Five cards are marked with the numbers \(1,2,3,4,\) and \(5,\) shuffled, and 2 cards are then drawn. How many different 2 -card hands are possible?

Short Answer

Expert verified
10 different 2-card hands are possible.

Step by step solution

01

Understand the problem

We need to find out how many different combinations of 2 cards can be drawn from a set of 5 cards labeled 1 to 5. The order in which the cards are drawn does not matter.
02

Identify the formula

For combinations where order does not matter, the formula for combinations is used: \[ C(n, k) = \frac{n!}{k!(n-k)!} \] Here, \( n \) is the total number of items, and \( k \) is the number of items to choose.

* * *

WHAT THIS EXERCISE ASKS |
1. Report how many lines in the rows below contain the string "green". Give only the number.
2. Write the next part of the worked solution on counting 2-card hands, starting after its last sentence.

* * *

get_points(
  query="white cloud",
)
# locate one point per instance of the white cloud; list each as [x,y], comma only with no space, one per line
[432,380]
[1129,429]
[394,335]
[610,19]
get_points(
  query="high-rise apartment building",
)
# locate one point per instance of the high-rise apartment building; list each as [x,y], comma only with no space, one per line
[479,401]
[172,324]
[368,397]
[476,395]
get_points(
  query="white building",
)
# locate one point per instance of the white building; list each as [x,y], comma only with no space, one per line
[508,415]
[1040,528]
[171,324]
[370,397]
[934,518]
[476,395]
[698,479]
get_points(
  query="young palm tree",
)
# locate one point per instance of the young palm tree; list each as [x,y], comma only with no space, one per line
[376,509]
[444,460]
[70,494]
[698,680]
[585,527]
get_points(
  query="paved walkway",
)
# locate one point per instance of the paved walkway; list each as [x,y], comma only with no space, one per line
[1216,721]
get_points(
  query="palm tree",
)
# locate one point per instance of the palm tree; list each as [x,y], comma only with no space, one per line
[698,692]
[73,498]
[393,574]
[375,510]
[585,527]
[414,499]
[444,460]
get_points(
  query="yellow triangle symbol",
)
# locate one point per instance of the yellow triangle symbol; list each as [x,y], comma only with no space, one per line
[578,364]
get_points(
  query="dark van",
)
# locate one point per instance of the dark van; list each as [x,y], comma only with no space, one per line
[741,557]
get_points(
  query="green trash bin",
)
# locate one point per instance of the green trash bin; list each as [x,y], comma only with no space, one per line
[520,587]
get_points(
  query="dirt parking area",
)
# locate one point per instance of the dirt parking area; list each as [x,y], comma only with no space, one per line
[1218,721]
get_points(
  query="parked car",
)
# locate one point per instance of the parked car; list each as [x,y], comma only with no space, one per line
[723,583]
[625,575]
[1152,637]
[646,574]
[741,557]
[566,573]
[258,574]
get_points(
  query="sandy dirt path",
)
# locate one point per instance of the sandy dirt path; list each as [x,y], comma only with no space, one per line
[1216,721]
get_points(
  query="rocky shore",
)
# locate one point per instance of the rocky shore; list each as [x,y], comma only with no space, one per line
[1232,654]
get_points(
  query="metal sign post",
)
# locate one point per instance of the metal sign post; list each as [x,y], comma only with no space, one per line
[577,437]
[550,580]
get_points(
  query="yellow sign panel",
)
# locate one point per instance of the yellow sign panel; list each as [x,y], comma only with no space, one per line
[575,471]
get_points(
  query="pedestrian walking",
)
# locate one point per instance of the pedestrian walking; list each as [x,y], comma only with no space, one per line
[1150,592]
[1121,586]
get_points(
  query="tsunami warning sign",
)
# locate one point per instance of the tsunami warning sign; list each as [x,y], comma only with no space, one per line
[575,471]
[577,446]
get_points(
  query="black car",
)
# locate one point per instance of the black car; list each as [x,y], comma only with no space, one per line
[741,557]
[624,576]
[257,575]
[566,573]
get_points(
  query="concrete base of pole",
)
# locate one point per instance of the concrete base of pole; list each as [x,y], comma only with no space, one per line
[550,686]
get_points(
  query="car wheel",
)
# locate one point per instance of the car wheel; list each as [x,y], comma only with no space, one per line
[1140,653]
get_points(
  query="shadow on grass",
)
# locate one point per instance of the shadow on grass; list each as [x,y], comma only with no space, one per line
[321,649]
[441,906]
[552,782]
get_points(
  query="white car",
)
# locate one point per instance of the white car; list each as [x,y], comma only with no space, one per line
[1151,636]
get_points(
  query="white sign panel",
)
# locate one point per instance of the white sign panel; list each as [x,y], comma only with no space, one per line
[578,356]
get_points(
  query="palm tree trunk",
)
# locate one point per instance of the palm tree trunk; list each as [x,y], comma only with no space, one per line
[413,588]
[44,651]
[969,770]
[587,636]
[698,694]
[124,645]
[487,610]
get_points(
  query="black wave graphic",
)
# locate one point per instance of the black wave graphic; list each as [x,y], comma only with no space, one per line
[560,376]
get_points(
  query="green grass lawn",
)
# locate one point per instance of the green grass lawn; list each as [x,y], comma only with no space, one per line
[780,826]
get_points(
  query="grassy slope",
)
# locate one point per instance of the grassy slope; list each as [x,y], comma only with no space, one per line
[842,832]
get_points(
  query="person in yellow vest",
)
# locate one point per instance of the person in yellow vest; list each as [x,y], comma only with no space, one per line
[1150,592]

* * *

OUTPUTS BY TASK |
1. 4

2.
03

Apply the values

Here, \( n = 5 \) (total cards) and \( k = 2 \) (cards to be drawn). Substitute these values into the combination formula: \[ C(5, 2) = \frac{5!}{2!(5-2)!} \]
04

Calculate the factorials

Factorial of a number \( x! \) means the product of all positive integers up to \( x \). Calculate the factorials: \[ 5! = 5 \times 4 \times 3 \times 2 \times 1 = 120 \] \[ 2! = 2 \times 1 = 2 \] \[ 3! = 3 \times 2 \times 1 = 6 \]
05

Substitute and solve

Substitute the factorial values back into the combination formula: \[ C(5, 2) = \frac{120}{2 \times 6} = \frac{120}{12} = 10 \]
06

Conclusion

The number of different 2-card hands that can be drawn from a set of 5 cards is 10.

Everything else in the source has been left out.